Task objective: All lines from the one with "window frame, where" to the end of the listing below are to be transcribed exactly; both end lines are included, and no other lines are.

Extracted material:
---
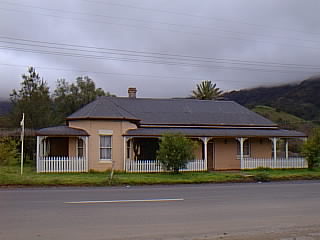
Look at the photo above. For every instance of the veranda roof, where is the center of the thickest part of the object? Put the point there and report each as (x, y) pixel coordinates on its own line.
(216, 132)
(61, 131)
(171, 112)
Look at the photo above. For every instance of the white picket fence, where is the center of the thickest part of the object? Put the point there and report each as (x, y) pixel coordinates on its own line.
(155, 166)
(292, 162)
(62, 164)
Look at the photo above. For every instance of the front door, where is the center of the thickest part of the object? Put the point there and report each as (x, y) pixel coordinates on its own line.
(210, 156)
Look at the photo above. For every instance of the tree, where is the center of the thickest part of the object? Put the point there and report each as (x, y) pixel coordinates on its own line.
(68, 98)
(34, 100)
(311, 149)
(175, 151)
(206, 90)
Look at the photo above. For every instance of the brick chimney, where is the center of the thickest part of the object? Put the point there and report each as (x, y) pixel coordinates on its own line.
(132, 92)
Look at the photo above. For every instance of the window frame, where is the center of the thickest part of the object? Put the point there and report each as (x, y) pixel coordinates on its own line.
(80, 147)
(248, 148)
(105, 147)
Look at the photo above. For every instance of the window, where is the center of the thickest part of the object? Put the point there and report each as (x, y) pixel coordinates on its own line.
(105, 147)
(80, 148)
(246, 148)
(128, 149)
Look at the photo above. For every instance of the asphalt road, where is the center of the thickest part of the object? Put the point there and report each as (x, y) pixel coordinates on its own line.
(206, 211)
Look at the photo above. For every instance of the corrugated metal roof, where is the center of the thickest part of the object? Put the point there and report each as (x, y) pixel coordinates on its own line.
---
Solved problem:
Look at the photo above. For every instance of the window frame, where is the center of the thickest part of the object? Put the point there and report each as (x, y) pixel coordinates on its own line.
(80, 147)
(248, 148)
(105, 147)
Look at the photo above. For every instance of the window, where is the center of the thickest part of the object? Put the point there and report each as (x, y) pixel coordinates on its own line.
(105, 147)
(80, 148)
(246, 148)
(128, 149)
Look at the photo above. For every instance of the asphalt road, where is the center of the thickest part of the object? Put the point there and report each as (x, y) pixel coordinates on its own line.
(206, 211)
Look at the photo above. For every instance of the corrugated metal roof, where is the center of the thickest part of the object? Put the point there and report each as (x, y) pixel coordinates on its own line.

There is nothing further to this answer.